====== 本文

味玉を作ってみよう!

最近、ラーメン屋の人気店で出てくる味玉。
白身は固く、しかし黄身はとろとろのゼリー状でしっかり味が付いていて。
実はこの味玉、僕にとっては結構身近な存在です。
毎年年末に作る、豚の角煮に必ず入れるからです。

しかし今まで、味玉を研究した事もないし
味玉をメインに調理した事もなく
だから正直、満足のいく味玉ができた事はありませんでした。

味玉の作り方は、ゆで卵を煮汁に漬け込むだけなのですが
他にも注射器でツユを注入するという説や
殻を割らずに殻のまま漬け込むという説もあり、
正しいところはわかりません。
なので一度、しっかり作ってみる事にしました。

ゆで卵というのは僕にとって意外に難しい料理だと言えます。
固ゆで卵はほっとけばできますが半熟卵は難しい。

温泉卵の作り方を検索すると出てくるのが
卵の白身と黄身の凝固温度の違いです。

56℃ 白身の粘度が上がる
58℃ 白身が白濁する
62℃ 白身がゼリー化する
64℃ 黄身の粘度が上がる
70℃ 黄身が凝固する
80℃ 白身が凝固する

温泉卵は温度で管理します(できます)が、
半熟卵は時間でしか管理できません。
白身が固まる温度は既に黄身が固まる温度を超えているからです。

============
====== 表示中のレコード

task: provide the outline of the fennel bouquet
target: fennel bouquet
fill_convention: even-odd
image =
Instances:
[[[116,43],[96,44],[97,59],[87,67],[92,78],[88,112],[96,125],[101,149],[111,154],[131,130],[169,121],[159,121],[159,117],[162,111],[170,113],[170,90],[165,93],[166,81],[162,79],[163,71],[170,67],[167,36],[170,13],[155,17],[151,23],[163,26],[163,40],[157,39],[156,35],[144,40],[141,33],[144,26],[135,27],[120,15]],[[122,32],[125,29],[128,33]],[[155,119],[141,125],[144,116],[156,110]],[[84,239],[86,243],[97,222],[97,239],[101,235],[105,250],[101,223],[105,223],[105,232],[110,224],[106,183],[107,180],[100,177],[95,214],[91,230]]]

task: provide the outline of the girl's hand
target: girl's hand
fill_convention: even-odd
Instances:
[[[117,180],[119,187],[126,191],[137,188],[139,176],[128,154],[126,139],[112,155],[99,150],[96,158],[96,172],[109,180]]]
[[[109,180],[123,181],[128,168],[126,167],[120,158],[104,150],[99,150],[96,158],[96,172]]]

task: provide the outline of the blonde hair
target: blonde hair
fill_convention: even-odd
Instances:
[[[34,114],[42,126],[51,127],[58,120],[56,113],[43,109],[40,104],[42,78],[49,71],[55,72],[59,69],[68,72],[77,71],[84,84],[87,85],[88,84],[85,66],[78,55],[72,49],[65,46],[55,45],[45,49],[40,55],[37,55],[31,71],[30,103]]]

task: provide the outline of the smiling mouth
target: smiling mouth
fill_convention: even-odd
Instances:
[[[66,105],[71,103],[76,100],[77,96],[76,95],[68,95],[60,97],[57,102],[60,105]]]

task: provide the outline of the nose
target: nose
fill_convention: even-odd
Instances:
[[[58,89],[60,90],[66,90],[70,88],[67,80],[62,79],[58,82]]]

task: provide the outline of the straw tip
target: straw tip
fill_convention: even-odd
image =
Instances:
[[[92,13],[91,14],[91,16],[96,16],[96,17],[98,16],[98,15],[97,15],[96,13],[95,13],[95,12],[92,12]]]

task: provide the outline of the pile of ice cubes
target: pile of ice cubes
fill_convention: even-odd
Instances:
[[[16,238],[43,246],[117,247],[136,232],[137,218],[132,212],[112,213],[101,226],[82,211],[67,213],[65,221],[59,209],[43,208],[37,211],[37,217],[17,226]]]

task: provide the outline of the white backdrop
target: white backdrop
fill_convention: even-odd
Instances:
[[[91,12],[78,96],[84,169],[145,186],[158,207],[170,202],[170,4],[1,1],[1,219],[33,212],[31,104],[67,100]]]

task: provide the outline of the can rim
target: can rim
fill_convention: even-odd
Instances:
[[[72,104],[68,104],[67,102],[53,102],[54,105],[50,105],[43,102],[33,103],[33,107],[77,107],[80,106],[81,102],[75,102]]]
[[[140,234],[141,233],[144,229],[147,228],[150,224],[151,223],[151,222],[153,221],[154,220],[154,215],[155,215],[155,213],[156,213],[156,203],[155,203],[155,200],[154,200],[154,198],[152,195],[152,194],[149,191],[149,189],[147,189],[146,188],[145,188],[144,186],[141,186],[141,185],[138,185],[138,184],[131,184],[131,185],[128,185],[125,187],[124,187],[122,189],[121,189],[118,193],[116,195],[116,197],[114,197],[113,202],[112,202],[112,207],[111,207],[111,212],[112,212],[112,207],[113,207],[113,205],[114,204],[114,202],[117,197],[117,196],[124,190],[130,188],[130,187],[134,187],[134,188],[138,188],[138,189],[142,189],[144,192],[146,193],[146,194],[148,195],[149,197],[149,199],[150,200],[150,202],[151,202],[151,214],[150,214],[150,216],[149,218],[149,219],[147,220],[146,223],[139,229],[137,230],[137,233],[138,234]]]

============

課題の内容 ▸ 味玉についての本文の「しかし今まで、味玉を研究した事もないし」から「固ゆで卵はほっとけばできますが半熟卵は難しい。」までを、「注射器」を「スポイト」に差し替えて書いてください。 本文だけを手がかりにしてください。

解答 ▸
しかし今まで、味玉を研究した事もないし
味玉をメインに調理した事もなく
だから正直、満足のいく味玉ができた事はありませんでした。

味玉の作り方は、ゆで卵を煮汁に漬け込むだけなのですが
他にもスポイトでツユを注入するという説や
殻を割らずに殻のまま漬け込むという説もあり、
正しいところはわかりません。
なので一度、しっかり作ってみる事にしました。

ゆで卵というのは僕にとって意外に難しい料理だと言えます。
固ゆで卵はほっとけばできますが半熟卵は難しい。